# Set problem:
Pick out every line in the data below that contains the word "point", and copy each of those lines.

# Given entries:
--- Begin ---

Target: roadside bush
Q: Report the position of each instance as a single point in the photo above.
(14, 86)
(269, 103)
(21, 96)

--- End ---

# Solution:
Q: Report the position of each instance as a single point in the photo above.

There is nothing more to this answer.